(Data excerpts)
>>>
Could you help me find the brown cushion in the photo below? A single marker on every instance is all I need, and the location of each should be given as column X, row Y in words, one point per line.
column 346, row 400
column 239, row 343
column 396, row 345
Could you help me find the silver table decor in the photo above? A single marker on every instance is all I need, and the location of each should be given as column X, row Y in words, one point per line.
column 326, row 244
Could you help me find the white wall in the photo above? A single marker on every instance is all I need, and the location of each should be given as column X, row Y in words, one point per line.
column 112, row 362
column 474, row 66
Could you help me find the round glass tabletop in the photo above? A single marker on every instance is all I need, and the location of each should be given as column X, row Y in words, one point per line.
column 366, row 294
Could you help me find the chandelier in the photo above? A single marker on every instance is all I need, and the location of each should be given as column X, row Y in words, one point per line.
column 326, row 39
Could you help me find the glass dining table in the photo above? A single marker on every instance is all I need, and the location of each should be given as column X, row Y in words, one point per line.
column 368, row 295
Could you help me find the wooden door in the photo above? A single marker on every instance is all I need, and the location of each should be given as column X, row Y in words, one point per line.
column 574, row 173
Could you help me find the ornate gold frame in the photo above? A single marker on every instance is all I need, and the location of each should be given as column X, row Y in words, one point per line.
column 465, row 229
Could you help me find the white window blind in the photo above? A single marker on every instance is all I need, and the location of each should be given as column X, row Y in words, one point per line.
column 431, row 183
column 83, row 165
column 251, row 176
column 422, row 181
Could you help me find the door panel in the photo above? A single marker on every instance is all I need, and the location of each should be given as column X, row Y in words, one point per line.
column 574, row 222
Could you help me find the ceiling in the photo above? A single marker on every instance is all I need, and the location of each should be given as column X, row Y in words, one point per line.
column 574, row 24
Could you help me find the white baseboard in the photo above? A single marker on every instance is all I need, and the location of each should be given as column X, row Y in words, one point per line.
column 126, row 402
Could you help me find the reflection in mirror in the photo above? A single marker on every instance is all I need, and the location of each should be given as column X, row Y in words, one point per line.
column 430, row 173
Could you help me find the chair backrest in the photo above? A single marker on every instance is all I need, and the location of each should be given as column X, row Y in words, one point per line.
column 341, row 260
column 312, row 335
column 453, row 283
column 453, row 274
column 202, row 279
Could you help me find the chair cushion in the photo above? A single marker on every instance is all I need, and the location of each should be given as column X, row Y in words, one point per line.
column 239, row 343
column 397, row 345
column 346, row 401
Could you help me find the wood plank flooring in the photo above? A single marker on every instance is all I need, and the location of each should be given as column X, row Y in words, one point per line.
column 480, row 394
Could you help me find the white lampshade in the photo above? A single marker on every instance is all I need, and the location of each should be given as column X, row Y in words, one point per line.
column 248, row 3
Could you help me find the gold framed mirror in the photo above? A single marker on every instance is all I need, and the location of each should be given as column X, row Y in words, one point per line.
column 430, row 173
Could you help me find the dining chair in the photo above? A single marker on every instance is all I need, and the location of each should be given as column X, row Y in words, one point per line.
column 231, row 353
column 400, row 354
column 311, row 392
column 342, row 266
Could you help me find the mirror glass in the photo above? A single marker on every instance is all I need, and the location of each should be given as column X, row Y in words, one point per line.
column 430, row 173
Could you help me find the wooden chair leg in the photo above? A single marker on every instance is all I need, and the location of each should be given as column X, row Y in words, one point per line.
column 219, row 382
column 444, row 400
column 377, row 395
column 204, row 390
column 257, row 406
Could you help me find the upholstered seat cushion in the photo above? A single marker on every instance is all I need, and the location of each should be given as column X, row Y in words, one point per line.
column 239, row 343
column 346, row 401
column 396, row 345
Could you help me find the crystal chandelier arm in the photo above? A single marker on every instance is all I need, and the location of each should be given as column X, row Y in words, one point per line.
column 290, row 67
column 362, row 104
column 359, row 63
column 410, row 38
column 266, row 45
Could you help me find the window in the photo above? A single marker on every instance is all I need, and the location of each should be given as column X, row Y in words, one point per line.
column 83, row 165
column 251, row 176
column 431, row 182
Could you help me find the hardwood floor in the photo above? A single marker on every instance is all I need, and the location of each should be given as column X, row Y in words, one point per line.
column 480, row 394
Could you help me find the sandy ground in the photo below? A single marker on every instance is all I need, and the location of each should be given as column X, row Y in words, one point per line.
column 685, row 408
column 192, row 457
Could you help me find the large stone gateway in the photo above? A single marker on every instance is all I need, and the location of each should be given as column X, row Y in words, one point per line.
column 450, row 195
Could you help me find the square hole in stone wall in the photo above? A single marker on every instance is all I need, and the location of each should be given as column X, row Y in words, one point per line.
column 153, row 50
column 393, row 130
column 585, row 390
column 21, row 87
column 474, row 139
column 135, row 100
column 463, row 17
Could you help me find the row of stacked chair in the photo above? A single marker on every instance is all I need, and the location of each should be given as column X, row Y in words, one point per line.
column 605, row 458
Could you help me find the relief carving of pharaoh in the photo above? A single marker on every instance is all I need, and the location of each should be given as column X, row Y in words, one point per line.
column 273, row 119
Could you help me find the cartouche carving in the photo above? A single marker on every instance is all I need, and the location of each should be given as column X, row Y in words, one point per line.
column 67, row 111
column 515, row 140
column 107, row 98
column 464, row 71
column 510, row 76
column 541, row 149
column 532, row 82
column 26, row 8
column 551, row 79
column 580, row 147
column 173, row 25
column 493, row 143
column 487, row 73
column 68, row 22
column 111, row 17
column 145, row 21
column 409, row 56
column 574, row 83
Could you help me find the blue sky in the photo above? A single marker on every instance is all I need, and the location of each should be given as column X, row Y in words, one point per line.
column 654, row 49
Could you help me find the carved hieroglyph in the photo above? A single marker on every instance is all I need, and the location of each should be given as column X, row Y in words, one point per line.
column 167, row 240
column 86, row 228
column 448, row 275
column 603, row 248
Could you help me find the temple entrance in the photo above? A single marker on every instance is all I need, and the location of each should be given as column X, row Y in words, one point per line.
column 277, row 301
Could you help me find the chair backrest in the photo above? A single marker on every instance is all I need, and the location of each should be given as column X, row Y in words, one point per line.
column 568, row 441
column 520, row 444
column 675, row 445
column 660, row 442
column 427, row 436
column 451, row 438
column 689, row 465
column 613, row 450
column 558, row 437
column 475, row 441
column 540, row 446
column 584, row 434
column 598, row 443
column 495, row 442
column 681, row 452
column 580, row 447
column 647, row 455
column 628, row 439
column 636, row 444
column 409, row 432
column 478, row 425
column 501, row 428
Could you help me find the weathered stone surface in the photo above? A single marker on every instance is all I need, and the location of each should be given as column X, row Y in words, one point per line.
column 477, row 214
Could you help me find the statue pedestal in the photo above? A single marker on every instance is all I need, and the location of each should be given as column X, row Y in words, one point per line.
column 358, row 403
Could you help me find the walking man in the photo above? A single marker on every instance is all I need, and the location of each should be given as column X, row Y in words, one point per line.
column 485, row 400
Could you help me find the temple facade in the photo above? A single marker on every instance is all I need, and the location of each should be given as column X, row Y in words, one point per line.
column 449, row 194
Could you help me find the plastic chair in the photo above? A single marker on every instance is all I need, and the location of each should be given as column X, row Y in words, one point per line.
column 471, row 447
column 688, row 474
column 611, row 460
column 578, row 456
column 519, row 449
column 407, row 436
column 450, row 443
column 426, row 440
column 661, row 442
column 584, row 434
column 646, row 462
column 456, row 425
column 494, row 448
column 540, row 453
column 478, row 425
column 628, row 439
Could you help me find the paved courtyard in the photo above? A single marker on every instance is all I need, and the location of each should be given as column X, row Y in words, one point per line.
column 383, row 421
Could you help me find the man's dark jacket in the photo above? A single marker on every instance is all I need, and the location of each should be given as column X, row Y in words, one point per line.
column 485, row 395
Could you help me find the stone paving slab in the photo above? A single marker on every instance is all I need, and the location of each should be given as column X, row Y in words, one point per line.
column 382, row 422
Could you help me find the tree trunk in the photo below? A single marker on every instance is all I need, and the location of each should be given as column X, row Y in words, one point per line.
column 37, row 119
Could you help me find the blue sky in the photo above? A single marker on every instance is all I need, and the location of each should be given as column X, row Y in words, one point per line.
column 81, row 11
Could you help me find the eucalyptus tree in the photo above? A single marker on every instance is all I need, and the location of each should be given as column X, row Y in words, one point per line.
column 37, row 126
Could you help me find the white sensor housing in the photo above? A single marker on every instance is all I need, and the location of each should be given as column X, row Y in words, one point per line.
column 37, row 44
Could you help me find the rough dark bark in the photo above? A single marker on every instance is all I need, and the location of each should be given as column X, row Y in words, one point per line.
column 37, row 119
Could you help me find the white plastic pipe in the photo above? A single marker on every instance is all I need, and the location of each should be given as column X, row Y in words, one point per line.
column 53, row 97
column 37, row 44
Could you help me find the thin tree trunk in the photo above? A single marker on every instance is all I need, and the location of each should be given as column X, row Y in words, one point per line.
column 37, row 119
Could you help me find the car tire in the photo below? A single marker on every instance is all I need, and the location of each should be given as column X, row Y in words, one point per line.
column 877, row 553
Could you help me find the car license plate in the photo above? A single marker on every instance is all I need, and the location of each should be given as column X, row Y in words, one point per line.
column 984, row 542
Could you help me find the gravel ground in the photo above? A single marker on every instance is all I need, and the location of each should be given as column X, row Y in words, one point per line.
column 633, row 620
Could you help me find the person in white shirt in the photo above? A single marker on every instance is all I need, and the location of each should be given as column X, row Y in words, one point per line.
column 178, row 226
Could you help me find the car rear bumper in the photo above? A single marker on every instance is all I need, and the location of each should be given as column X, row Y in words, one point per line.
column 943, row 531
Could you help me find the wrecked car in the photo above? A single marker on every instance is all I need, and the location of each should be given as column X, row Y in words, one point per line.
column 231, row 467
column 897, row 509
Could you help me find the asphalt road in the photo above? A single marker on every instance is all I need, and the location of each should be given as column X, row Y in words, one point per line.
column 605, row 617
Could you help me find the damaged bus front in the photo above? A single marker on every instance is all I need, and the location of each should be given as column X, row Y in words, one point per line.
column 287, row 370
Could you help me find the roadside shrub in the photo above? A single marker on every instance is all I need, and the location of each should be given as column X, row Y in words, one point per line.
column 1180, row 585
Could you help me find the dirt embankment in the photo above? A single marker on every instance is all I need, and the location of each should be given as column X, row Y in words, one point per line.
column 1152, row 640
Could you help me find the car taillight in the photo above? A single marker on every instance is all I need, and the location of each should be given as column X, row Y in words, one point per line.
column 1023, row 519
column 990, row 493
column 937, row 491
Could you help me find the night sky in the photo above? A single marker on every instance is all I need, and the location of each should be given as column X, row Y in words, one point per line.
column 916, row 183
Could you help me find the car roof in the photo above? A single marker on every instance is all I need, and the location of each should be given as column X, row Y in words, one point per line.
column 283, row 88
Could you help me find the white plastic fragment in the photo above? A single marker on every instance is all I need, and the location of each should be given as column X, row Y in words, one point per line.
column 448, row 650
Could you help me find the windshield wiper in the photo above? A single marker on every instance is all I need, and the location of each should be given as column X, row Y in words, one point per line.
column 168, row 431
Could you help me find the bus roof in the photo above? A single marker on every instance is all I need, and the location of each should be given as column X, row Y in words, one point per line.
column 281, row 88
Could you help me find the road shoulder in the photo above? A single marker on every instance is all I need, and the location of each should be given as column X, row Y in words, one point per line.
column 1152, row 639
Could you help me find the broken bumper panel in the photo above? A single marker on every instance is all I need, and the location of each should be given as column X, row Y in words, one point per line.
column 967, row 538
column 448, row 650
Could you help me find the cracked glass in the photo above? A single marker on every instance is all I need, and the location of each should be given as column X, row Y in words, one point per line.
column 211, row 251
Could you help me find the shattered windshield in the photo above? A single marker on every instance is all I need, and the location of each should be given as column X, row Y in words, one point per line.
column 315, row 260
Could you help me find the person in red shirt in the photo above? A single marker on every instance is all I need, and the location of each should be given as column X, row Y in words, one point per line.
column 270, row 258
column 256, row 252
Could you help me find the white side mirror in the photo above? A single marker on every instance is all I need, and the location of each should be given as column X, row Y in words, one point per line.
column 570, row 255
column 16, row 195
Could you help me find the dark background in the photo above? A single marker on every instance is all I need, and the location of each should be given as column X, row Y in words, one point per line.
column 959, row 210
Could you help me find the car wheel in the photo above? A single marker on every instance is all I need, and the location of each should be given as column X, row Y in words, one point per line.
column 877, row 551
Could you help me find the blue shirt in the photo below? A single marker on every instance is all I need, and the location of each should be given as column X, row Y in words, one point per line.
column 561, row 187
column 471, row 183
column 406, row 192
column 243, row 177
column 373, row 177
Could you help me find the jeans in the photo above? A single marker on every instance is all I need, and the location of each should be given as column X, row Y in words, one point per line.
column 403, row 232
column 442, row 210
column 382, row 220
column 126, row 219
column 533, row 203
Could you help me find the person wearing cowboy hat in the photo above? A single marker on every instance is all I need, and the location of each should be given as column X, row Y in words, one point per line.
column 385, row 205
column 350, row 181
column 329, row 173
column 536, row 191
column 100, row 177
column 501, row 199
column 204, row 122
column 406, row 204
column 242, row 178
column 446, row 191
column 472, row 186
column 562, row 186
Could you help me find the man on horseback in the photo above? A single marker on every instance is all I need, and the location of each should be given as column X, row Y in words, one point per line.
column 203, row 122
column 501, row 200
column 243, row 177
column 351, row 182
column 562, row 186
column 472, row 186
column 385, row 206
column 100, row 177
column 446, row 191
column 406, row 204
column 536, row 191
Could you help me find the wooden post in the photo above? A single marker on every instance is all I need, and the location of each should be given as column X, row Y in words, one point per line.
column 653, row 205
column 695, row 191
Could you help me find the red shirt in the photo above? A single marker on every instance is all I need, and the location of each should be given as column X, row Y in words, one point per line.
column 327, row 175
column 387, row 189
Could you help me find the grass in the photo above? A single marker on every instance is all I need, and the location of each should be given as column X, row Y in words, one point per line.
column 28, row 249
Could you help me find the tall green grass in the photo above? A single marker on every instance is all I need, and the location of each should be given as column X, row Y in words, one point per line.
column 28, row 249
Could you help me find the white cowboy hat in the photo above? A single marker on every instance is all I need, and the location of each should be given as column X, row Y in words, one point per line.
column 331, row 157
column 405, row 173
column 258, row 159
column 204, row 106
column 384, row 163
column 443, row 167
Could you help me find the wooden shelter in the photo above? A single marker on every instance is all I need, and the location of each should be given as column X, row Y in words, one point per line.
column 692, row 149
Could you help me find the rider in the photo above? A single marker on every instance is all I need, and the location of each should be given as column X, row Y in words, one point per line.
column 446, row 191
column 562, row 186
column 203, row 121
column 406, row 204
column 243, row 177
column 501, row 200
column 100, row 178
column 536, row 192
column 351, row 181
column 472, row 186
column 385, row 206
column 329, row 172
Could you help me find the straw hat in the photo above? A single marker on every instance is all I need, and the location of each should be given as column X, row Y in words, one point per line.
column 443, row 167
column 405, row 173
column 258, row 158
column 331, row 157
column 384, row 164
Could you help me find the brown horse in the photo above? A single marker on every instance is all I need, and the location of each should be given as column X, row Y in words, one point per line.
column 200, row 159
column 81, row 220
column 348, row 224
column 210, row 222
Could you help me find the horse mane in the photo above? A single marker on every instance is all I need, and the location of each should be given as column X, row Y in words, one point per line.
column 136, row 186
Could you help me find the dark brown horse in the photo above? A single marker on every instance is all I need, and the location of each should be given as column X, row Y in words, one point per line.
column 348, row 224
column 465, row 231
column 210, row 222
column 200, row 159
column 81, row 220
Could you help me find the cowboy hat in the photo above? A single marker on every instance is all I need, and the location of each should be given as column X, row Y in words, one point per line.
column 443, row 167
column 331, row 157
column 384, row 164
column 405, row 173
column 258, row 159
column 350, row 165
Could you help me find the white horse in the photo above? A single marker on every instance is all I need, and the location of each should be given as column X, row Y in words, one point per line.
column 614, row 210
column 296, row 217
<<<
Work to complete:
Set down each line from the line containing "Could you help me find the white horse" through the final line of the data, exactly and with nothing added.

Answer below:
Could you help me find the white horse in the photo above? A single marker on every instance is all I need, and the location of each should be given as column X, row Y in words, one point per line.
column 614, row 210
column 296, row 217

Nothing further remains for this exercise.